Available data:
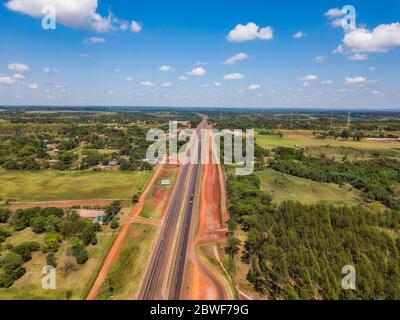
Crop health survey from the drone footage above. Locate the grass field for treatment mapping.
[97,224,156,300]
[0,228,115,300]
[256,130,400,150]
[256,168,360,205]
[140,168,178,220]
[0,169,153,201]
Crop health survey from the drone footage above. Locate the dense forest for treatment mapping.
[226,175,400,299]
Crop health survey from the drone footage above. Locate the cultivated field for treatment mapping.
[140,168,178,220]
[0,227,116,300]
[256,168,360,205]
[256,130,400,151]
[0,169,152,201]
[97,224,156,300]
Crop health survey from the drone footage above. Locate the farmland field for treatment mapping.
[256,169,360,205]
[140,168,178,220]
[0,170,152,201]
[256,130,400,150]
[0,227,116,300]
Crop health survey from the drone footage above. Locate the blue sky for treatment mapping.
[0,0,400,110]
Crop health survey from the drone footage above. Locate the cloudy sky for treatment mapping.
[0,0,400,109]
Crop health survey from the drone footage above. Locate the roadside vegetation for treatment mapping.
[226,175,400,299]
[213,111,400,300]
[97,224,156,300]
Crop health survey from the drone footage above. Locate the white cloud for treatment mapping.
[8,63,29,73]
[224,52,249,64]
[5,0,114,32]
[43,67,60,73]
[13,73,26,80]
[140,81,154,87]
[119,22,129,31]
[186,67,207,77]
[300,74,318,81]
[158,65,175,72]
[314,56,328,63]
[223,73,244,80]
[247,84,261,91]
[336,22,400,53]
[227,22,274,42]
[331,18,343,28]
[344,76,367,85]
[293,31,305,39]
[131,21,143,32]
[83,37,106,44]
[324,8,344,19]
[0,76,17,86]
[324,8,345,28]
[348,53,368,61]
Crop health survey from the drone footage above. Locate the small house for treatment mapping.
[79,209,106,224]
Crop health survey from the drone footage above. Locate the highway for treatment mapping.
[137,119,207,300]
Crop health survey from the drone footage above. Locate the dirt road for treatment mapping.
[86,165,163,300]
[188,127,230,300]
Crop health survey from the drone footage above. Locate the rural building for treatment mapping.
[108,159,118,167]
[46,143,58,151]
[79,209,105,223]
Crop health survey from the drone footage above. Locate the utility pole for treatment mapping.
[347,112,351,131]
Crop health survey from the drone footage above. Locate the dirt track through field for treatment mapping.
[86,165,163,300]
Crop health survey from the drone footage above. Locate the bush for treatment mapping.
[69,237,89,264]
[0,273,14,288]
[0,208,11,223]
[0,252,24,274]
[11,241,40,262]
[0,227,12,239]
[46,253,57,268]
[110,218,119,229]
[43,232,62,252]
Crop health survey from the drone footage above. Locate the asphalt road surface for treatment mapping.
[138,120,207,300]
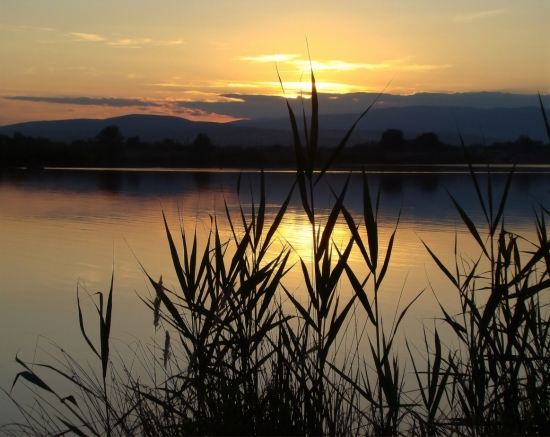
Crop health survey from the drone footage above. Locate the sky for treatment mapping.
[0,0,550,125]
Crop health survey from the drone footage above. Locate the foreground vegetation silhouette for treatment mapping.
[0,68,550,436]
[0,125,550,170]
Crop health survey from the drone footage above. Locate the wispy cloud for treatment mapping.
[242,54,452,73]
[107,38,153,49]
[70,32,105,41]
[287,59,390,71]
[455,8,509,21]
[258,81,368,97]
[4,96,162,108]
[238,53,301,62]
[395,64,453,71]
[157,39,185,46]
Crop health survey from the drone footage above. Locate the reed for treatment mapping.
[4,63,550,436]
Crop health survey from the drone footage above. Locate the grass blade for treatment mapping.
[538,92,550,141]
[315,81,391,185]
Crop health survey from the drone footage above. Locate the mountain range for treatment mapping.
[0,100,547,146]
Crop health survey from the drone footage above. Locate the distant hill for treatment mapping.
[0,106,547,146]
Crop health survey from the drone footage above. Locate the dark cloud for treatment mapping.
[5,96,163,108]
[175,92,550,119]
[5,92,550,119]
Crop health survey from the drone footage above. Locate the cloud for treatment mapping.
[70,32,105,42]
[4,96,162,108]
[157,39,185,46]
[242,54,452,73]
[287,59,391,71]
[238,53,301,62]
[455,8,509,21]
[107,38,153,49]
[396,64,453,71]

The problem: Copy the entries exactly, from the line containing "cultivated field for treatment mapping." through the line containing "[0,0,400,110]", including both of those lines.

Solution to this problem:
Crop health survey from the drone footage above. Locate the cultivated field for treatment mapping.
[140,168,178,220]
[0,227,116,300]
[256,168,360,205]
[256,130,400,151]
[0,169,152,201]
[97,224,156,300]
Crop health survey from the drone footage above. Locate the farmland field for treatment mapping.
[256,169,360,205]
[140,168,178,220]
[0,170,152,201]
[256,130,400,150]
[0,227,116,300]
Crop health survey from the drone footage above. Locate the blue sky for treatment mapping.
[0,0,400,110]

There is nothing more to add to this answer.